● Source information
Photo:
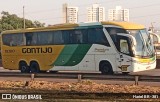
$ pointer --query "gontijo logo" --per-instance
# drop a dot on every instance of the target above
(21, 97)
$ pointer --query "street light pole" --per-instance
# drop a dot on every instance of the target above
(152, 27)
(23, 19)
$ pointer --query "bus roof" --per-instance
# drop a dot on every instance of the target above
(125, 25)
(65, 26)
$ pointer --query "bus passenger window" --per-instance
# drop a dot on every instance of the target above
(124, 46)
(28, 38)
(78, 36)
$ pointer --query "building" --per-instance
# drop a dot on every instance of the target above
(70, 14)
(118, 14)
(95, 13)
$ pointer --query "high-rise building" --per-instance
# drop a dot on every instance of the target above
(118, 14)
(95, 13)
(70, 14)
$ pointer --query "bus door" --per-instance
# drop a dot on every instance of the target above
(124, 57)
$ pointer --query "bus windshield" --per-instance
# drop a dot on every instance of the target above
(144, 47)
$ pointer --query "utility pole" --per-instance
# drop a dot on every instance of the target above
(24, 26)
(152, 27)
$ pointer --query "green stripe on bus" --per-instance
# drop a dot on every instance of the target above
(78, 54)
(65, 55)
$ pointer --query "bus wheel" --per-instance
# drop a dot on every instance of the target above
(34, 67)
(24, 67)
(106, 68)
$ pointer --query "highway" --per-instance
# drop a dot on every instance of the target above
(150, 77)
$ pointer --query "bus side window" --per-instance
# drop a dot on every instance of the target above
(124, 46)
(78, 36)
(28, 38)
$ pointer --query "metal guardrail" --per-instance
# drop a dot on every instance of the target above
(80, 76)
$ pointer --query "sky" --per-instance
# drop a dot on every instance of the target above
(50, 11)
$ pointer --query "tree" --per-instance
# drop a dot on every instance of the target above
(12, 21)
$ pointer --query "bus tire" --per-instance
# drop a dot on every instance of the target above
(106, 68)
(24, 67)
(34, 67)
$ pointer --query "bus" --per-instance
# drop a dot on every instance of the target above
(108, 47)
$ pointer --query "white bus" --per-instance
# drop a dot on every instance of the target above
(107, 47)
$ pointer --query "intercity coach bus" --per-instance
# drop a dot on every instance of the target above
(109, 47)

● What the task asks
Find every line in the records above that contains the word "pole", and copy each one.

● Expected output
$ pointer --query "street light pole" --per-instance
$ pointer --query "utility pole" --per-instance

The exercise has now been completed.